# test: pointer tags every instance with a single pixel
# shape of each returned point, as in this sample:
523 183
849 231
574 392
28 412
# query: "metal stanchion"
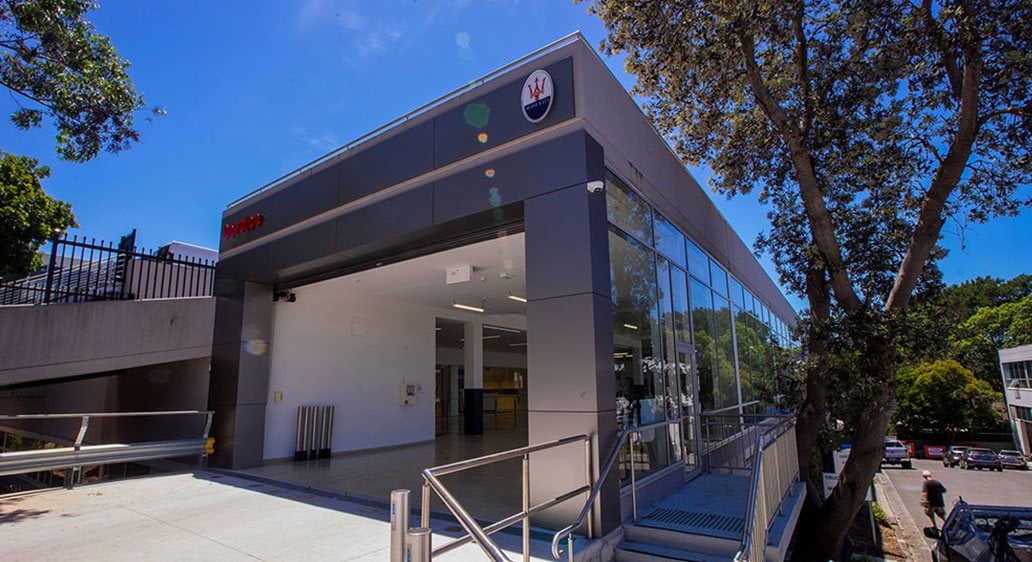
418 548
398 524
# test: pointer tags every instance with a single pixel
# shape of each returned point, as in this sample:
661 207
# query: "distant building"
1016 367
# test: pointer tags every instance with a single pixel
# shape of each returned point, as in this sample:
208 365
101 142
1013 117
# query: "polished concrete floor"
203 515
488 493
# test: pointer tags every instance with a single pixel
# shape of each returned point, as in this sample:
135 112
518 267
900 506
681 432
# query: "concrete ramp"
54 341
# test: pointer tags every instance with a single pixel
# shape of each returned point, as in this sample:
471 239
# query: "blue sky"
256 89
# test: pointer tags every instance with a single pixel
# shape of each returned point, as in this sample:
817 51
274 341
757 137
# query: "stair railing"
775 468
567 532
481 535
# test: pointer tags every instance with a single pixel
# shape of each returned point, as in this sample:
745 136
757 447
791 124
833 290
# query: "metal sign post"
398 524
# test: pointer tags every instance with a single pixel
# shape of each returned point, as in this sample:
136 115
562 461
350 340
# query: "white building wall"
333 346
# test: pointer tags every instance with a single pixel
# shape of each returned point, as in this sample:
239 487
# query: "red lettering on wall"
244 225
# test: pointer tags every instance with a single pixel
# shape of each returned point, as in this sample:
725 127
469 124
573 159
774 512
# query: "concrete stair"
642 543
------------------------
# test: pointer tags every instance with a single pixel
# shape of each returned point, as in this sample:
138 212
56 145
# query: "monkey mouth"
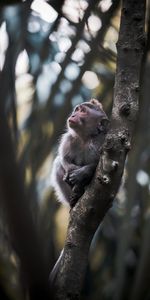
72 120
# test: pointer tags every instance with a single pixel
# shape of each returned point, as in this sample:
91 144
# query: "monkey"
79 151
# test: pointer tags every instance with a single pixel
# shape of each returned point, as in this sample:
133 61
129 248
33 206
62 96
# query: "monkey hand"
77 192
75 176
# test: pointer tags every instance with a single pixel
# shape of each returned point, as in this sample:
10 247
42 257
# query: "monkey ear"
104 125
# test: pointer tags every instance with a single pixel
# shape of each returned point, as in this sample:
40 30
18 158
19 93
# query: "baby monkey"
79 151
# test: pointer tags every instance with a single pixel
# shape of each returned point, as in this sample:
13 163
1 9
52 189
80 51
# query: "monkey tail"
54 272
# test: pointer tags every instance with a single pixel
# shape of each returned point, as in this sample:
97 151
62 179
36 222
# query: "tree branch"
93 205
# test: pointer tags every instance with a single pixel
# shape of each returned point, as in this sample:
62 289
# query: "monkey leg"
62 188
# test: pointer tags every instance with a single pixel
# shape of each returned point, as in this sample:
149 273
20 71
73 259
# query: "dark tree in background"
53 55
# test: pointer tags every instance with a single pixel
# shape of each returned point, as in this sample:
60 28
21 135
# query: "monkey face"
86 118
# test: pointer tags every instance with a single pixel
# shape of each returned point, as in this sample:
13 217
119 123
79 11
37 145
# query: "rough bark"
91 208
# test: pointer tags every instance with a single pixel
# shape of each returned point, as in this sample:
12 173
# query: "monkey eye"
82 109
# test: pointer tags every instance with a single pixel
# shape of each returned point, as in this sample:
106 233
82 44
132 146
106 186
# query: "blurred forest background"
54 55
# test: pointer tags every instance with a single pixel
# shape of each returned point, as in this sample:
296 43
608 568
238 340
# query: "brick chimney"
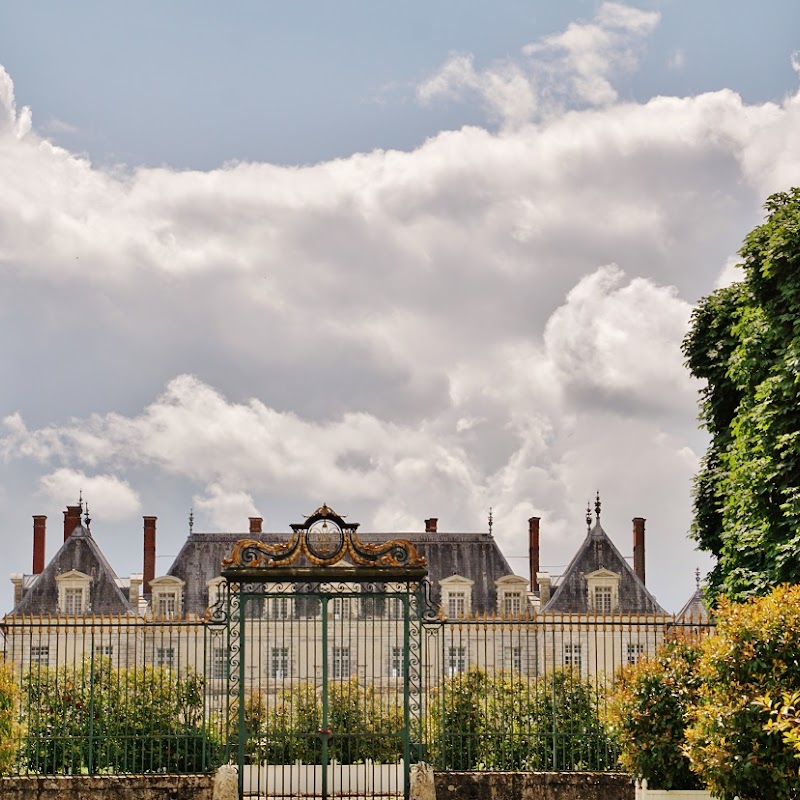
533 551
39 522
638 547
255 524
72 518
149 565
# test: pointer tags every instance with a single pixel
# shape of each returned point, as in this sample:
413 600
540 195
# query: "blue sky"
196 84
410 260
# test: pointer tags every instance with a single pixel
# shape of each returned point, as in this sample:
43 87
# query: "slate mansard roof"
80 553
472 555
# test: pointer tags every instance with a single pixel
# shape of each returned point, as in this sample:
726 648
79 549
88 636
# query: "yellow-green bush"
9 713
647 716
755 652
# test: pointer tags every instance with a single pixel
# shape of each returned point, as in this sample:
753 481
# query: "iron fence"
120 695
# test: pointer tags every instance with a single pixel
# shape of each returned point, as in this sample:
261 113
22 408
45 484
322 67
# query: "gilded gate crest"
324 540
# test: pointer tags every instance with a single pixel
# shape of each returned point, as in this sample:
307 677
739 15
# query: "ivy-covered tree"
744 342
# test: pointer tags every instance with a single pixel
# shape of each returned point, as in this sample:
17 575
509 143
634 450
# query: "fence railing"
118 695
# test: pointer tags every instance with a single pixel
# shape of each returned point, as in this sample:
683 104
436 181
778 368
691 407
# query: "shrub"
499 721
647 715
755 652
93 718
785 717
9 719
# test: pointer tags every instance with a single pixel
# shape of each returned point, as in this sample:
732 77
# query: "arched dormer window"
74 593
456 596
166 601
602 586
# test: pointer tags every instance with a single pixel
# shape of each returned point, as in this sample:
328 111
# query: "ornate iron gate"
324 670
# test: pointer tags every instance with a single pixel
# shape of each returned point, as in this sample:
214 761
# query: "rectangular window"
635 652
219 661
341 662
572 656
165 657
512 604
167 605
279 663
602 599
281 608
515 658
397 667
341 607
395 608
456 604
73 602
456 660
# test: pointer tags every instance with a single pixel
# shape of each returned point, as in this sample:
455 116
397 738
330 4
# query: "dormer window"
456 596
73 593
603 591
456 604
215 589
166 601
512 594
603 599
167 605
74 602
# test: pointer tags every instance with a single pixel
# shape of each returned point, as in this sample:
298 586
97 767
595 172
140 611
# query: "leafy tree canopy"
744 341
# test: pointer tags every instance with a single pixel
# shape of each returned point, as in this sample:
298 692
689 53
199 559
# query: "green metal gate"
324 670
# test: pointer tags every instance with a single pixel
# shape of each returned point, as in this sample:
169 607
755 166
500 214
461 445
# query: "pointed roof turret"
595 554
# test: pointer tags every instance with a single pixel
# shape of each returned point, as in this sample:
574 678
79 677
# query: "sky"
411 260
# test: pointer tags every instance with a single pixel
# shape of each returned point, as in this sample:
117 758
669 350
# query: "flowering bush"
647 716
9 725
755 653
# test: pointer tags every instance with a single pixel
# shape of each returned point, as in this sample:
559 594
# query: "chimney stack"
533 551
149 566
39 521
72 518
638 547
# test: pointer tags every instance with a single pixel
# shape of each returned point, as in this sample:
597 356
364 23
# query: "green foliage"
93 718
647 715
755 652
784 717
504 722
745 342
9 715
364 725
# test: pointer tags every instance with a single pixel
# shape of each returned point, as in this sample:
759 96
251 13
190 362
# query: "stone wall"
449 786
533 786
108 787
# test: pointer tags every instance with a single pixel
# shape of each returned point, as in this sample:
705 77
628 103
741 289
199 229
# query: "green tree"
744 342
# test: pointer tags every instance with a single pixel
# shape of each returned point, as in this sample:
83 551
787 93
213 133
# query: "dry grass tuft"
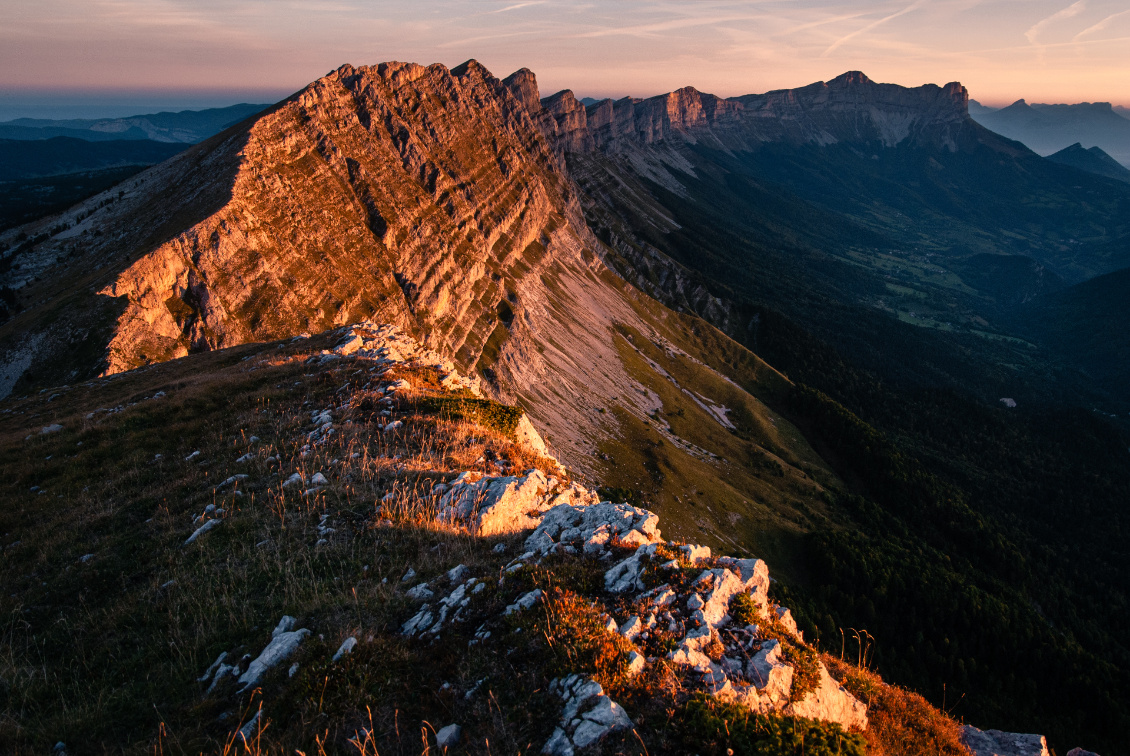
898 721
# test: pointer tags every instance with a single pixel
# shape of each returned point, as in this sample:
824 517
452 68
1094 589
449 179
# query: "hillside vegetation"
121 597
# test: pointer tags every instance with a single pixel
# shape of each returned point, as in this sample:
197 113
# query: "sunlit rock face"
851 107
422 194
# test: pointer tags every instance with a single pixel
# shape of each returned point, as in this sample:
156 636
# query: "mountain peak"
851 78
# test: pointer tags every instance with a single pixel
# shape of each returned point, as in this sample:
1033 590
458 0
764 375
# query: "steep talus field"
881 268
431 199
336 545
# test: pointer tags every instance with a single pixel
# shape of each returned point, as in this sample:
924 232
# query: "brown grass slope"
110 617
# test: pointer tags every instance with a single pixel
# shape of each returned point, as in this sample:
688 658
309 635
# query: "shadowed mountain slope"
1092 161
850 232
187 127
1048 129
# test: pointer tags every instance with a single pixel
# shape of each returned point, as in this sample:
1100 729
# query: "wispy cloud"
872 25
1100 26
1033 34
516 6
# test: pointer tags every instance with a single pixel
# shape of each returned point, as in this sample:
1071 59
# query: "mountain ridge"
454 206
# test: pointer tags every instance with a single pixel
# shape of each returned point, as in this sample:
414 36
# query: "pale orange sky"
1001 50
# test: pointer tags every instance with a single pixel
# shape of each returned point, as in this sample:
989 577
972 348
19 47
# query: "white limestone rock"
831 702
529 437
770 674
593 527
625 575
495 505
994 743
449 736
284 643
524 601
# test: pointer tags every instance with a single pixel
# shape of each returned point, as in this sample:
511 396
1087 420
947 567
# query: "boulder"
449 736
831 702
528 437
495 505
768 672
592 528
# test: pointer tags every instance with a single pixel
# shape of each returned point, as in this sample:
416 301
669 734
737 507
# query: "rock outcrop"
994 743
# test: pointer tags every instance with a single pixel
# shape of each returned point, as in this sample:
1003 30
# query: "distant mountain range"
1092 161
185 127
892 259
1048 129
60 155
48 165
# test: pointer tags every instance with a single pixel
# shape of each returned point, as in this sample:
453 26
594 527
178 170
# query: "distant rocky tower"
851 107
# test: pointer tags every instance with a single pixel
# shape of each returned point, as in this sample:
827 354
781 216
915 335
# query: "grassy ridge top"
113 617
------------------------
# Task description:
Please show every line of the items above that contains the word "chimney", matching case exactly.

# Written reply:
# query: "brick chimney"
# query: "chimney stack"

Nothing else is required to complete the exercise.